> [SELECTED EXTRACT]:

In challenging markets, contract packaging can increase an owner organization’s control of the work, reduce project risk, increase the pool of qualified contractors, increase access to experienced, frontline supervision, and increase access to skilled craft workers. Breaking large projects, and especially the construction scopes of work, into smaller packages broken down by areas or trades increases the number of qualified contractors for each of those packages. It also gives the owner organization more direct contact with the contractor planning and performing the work. Bringing specialty contractors into the planning process increases knowledge, reduces costs, and improves schedule. In addition, those specialty contractors employ experienced frontline supervisors and craft workers. This process is in contrast to the more traditional approach of packaging everything into a single document with the expectation that all risk is shifted to the large firm, and that the project will have positive results because the selected firm is “too large to fail.” Actually, what this traditional model accomplishes is building the first wall of separation between the owner and its project. With each additional layer of contracting, the owner is moved further from the work. Disconnected from the parties performing the work, the owner becomes less informed and less able to react to changes in the project or negative trends. And unwinding these contract strategies to take back control of the work when failure becomes eminent is nearly impossible and extremely costly.

> [GIVEN ENTRIES]:

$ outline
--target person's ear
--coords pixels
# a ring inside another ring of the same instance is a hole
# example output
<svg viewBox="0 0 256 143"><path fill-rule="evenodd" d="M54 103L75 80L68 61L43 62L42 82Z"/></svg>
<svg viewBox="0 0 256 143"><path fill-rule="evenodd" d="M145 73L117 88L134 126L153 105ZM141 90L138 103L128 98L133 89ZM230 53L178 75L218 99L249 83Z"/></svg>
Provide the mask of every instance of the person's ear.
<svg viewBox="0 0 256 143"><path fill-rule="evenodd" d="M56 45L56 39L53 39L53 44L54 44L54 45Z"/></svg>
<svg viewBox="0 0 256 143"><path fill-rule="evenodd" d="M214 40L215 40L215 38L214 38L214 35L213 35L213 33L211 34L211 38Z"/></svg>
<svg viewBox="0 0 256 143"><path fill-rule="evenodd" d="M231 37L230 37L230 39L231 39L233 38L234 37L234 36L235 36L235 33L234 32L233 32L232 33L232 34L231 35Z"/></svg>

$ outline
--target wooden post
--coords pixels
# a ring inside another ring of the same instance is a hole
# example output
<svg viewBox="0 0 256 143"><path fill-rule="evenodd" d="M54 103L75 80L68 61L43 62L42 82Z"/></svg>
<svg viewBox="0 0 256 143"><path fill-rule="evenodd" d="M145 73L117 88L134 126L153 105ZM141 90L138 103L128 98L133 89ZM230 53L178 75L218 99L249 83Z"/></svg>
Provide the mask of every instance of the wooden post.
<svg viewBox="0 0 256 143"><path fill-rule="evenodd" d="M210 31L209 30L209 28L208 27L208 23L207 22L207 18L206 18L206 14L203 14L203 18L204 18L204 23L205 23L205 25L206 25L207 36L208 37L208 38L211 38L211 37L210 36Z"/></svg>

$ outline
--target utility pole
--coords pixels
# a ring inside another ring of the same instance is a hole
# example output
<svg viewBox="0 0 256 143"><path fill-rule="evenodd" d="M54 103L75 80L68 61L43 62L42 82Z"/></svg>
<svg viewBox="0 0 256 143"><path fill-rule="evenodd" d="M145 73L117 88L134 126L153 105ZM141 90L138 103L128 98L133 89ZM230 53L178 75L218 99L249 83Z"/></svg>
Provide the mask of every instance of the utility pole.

> [WHAT IS ASKED]: Write out the passage on contract packaging word for word, in full.

> [EXERCISE OUTPUT]:
In challenging markets, contract packaging can increase an owner organization’s control of the work, reduce project risk, increase the pool of qualified contractors, increase access to experienced, frontline supervision, and increase access to skilled craft workers. Breaking large projects, and especially the construction scopes of work, into smaller packages broken down by areas or trades increases the number of qualified contractors for each of those packages. It also gives the owner organization more direct contact with the contractor planning and performing the work. Bringing specialty contractors into the planning process increases knowledge, reduces costs, and improves schedule. In addition, those specialty contractors employ experienced frontline supervisors and craft workers. This process is in contrast to the more traditional approach of packaging everything into a single document with the expectation that all risk is shifted to the large firm, and that the project will have positive results because the selected firm is “too large to fail.” Actually, what this traditional model accomplishes is building the first wall of separation between the owner and its project. With each additional layer of contracting, the owner is moved further from the work. Disconnected from the parties performing the work, the owner becomes less informed and less able to react to changes in the project or negative trends. And unwinding these contract strategies to take back control of the work when failure becomes eminent is nearly impossible and extremely costly.